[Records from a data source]
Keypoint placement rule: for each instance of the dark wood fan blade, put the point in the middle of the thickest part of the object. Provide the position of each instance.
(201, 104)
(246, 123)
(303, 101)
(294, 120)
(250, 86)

▶ _What this task involves_: Every entry, from first to last, is to be reproduced exactly.

▶ _Answer to this exercise_:
Keypoint placement rule: for each instance of the dark wood fan blade, put the point in the middle of the thickest part of the object. Provide the position of each instance.
(201, 104)
(246, 123)
(303, 101)
(294, 120)
(250, 86)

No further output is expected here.